- [DIRECTION]: Identify every line in the records below that contains the word "green", and copy each of those lines.

- [Location identification entries]:
○ ○ ○
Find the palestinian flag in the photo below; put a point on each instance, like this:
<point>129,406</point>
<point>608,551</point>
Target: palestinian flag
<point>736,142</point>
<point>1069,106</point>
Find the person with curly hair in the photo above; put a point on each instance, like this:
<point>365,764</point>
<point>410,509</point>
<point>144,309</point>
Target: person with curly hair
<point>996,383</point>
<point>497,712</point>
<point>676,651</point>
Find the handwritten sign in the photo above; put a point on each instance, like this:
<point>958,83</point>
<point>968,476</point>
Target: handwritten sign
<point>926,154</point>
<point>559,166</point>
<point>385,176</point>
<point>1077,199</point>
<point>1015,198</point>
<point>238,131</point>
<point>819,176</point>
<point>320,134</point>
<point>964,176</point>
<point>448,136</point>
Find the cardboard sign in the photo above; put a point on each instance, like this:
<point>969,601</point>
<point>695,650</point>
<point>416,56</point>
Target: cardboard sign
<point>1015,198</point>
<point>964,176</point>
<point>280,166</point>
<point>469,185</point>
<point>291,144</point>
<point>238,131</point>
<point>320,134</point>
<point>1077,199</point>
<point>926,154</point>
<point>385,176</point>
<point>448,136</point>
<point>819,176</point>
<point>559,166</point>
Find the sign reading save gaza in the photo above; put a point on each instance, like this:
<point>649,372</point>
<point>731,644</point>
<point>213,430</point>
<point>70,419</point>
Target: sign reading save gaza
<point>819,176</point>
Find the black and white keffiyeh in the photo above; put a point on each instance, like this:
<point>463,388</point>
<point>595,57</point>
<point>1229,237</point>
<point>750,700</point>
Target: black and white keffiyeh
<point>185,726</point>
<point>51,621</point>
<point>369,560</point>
○ ○ ○
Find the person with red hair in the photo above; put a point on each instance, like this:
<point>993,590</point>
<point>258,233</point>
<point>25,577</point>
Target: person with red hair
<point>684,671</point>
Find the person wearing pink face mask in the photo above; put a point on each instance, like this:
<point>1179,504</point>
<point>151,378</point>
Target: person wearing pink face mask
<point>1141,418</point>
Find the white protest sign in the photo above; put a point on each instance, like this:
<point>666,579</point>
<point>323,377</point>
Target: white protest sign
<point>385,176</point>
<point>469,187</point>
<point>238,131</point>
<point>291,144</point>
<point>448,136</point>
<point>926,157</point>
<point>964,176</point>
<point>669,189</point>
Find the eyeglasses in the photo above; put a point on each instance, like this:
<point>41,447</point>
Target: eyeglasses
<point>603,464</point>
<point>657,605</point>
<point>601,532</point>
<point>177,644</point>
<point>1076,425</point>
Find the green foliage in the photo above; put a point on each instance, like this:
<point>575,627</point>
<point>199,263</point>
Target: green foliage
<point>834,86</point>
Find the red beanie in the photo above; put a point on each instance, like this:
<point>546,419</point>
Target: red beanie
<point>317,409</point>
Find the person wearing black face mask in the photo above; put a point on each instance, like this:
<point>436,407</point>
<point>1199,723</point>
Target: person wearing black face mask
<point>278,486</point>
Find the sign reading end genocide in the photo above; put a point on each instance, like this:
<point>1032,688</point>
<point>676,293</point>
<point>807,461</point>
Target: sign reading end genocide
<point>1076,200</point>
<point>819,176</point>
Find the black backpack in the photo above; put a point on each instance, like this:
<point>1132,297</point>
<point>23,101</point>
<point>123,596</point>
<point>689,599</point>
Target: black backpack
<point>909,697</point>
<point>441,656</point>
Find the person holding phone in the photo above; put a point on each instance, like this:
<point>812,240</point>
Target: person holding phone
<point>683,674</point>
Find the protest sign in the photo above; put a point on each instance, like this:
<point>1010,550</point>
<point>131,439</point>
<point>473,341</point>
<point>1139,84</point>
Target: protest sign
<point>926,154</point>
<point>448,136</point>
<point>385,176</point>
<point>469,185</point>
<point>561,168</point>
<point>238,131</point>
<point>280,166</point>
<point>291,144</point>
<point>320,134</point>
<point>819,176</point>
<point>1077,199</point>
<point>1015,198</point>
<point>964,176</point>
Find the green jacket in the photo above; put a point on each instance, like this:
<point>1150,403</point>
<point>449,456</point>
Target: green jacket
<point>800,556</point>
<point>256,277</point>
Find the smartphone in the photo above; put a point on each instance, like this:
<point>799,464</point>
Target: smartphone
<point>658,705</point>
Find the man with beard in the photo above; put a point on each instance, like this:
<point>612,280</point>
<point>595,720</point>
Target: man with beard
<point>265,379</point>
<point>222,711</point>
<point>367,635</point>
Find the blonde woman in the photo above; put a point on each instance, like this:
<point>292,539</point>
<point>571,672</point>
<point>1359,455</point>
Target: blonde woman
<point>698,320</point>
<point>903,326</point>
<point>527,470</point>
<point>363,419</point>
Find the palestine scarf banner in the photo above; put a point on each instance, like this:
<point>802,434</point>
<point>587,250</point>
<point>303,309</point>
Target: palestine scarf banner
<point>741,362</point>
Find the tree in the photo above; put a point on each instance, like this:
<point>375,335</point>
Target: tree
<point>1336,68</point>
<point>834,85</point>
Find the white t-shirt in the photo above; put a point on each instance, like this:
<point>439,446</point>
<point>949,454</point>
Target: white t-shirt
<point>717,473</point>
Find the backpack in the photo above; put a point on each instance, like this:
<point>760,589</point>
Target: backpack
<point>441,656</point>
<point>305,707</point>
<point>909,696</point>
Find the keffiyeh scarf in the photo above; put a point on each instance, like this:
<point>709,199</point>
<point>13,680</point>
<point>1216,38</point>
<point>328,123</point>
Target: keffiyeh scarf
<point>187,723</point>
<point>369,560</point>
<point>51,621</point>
○ ○ ○
- [WRITTEN ANSWER]:
Find the green foliage in the photo above; put a point on each instance, like this:
Target: green foliage
Find the green jacket in the photo above; put a point on each instance, like this:
Target: green jacket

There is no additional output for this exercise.